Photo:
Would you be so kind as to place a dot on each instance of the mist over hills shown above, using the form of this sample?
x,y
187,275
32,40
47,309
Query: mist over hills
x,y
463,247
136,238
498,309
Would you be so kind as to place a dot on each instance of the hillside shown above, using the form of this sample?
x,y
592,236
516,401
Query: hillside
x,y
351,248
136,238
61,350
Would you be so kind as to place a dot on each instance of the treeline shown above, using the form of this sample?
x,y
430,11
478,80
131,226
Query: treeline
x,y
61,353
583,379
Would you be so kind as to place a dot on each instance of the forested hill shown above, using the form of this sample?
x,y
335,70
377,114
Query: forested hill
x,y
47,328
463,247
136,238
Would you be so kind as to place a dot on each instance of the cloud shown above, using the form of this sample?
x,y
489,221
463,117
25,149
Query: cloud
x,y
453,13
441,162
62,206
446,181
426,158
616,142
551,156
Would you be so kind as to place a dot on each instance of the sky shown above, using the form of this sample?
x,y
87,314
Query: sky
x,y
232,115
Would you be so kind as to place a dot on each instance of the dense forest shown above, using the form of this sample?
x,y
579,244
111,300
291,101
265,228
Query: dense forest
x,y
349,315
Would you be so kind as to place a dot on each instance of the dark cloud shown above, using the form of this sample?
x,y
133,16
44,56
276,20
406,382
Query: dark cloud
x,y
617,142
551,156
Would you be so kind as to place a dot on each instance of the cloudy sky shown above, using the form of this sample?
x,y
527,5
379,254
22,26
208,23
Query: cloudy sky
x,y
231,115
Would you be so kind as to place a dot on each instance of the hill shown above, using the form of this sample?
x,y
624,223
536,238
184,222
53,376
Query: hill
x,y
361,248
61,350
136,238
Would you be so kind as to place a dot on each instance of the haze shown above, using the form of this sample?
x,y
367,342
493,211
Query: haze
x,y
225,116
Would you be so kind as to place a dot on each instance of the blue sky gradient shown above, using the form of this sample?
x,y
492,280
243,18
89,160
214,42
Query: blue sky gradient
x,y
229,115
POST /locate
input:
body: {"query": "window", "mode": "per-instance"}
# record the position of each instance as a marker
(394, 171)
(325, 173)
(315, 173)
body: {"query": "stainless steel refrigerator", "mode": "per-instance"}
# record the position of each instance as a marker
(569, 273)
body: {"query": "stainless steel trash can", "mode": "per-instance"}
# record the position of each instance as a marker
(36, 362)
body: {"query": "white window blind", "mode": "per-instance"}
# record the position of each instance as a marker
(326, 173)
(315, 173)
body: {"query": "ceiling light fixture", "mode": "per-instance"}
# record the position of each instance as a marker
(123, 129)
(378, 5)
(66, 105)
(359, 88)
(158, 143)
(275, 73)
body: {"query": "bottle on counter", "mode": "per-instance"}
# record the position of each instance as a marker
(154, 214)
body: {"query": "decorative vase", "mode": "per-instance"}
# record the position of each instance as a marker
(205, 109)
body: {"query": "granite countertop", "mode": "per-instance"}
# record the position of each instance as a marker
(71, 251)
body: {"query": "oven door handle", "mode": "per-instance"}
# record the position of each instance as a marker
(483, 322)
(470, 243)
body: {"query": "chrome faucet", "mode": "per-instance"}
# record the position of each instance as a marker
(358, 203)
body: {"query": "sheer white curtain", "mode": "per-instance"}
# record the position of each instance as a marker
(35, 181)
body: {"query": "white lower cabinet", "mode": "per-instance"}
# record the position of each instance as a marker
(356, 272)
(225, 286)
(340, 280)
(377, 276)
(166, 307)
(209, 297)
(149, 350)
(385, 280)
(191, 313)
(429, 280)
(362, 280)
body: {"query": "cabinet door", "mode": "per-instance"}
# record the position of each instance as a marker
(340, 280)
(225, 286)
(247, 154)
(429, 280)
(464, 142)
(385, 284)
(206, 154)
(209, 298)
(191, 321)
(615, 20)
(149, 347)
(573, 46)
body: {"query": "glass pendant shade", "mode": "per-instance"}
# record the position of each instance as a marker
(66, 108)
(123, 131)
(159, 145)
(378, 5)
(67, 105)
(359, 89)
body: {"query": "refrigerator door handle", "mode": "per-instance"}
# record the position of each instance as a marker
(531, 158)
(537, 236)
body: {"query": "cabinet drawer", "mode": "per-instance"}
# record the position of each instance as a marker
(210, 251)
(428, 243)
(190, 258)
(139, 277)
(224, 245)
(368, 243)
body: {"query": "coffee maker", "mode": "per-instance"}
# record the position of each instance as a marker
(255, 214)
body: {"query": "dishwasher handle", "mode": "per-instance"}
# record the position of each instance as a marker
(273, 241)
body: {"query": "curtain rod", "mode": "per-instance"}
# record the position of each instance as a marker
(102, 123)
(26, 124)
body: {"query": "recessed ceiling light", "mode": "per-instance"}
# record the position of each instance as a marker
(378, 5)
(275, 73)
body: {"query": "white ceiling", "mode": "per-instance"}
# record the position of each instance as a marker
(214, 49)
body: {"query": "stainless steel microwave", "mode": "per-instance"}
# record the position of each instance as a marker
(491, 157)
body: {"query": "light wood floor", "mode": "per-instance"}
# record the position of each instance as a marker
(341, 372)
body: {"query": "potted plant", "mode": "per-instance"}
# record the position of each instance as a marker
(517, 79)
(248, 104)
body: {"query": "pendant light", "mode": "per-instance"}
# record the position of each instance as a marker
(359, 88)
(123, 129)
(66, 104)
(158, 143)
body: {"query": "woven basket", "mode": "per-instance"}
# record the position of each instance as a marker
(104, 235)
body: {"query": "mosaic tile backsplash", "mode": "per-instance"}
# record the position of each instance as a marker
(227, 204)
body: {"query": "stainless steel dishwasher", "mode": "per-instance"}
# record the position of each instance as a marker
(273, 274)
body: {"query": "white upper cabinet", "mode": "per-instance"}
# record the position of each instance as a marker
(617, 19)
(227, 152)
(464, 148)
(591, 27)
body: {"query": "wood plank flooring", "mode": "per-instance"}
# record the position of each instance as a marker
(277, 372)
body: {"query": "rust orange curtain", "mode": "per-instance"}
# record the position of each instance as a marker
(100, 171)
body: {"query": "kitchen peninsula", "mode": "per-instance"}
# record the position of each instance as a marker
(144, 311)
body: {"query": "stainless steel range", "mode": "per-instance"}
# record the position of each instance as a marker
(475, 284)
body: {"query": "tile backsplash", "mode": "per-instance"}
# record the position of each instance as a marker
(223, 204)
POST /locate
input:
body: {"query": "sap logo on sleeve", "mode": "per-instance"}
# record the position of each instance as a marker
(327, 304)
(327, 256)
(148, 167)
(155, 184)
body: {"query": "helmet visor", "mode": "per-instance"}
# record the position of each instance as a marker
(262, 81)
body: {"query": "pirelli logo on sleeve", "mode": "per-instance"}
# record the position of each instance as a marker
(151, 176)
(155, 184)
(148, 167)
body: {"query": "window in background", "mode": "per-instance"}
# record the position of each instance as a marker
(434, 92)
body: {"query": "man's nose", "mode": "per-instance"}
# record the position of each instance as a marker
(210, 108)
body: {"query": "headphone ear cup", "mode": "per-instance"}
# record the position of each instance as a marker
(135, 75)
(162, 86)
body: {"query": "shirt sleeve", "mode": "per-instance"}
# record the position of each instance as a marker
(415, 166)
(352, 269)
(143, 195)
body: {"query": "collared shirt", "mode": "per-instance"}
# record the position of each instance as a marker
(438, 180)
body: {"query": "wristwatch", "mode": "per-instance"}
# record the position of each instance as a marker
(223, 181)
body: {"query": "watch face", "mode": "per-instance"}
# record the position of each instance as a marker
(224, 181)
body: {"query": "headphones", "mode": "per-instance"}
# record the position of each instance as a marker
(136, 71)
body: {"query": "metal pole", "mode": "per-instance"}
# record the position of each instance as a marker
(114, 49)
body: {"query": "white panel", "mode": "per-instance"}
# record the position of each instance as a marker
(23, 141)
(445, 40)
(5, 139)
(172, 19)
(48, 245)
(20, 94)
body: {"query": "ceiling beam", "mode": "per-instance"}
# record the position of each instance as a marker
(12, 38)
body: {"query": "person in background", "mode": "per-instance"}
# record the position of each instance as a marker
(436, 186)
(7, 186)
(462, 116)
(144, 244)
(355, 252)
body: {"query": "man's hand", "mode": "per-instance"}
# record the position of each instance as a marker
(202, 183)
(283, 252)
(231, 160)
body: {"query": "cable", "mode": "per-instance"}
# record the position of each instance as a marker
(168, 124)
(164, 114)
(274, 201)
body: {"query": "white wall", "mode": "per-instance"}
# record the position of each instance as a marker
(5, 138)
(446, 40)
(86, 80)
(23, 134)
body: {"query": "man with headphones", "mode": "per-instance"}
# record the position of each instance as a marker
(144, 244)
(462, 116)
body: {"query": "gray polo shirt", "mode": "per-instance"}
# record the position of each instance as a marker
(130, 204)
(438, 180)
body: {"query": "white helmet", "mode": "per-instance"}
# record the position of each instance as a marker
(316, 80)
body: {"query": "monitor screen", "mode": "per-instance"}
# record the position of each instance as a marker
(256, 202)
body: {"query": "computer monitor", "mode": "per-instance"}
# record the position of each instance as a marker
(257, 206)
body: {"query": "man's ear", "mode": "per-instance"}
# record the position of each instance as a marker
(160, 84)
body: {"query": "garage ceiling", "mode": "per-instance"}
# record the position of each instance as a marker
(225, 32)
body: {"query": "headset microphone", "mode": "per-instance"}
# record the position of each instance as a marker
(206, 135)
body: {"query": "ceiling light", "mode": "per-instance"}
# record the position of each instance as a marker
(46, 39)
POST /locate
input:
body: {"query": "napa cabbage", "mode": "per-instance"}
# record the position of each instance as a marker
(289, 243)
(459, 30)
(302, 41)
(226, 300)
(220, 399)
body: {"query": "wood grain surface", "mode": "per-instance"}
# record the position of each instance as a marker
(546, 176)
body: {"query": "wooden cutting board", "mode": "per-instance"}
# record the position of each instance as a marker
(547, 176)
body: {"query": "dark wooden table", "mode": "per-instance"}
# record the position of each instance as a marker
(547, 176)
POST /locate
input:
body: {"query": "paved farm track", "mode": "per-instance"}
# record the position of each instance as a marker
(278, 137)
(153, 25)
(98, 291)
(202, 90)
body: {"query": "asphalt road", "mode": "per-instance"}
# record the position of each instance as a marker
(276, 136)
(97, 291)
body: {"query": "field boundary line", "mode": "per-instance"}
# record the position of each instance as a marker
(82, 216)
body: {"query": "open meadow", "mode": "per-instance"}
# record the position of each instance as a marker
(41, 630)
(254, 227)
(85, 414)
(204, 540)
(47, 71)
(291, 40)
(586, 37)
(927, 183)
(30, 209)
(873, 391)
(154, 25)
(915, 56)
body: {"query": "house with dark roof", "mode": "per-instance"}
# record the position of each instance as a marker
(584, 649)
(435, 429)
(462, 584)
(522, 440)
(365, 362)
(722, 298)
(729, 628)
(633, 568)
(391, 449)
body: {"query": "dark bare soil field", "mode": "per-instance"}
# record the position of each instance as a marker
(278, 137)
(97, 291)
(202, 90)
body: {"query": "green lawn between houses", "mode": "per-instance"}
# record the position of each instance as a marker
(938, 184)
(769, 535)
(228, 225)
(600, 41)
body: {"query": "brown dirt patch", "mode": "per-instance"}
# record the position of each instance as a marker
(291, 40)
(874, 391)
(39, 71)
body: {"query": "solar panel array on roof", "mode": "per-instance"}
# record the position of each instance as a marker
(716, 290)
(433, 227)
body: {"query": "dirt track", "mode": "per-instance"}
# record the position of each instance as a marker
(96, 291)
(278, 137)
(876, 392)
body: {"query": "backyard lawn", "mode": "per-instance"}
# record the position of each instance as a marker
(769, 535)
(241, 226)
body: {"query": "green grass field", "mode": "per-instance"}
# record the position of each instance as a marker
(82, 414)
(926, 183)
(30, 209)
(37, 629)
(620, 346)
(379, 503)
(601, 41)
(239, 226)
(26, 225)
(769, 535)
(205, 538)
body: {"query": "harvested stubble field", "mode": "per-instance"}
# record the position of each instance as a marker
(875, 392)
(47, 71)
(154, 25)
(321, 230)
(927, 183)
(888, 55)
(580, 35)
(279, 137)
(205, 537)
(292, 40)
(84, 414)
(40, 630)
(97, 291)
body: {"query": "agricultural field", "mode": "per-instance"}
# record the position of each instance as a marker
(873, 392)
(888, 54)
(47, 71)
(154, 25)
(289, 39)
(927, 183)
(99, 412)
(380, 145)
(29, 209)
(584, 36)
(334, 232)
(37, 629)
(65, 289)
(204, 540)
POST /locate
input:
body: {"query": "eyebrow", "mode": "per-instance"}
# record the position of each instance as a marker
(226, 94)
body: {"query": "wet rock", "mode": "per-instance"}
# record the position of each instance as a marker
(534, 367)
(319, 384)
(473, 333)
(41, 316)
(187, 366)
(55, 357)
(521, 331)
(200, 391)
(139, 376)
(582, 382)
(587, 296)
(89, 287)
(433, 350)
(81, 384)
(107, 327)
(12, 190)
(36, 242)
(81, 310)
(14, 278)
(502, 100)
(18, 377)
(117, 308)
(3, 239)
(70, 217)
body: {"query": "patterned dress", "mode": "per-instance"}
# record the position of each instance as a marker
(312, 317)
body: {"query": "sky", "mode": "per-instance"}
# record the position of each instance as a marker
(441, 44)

» **TASK DIRECTIONS**: Reproduce every line in the data that has the word "stainless" in it.

» **RESPONSE TO THIS TASK**:
body: {"query": "stainless steel refrigerator", "mode": "per-instance"}
body: {"query": "stainless steel trash can", "mode": "per-instance"}
body: {"query": "stainless steel microwave", "mode": "per-instance"}
body: {"query": "stainless steel dishwasher", "mode": "per-instance"}
body: {"query": "stainless steel range", "mode": "per-instance"}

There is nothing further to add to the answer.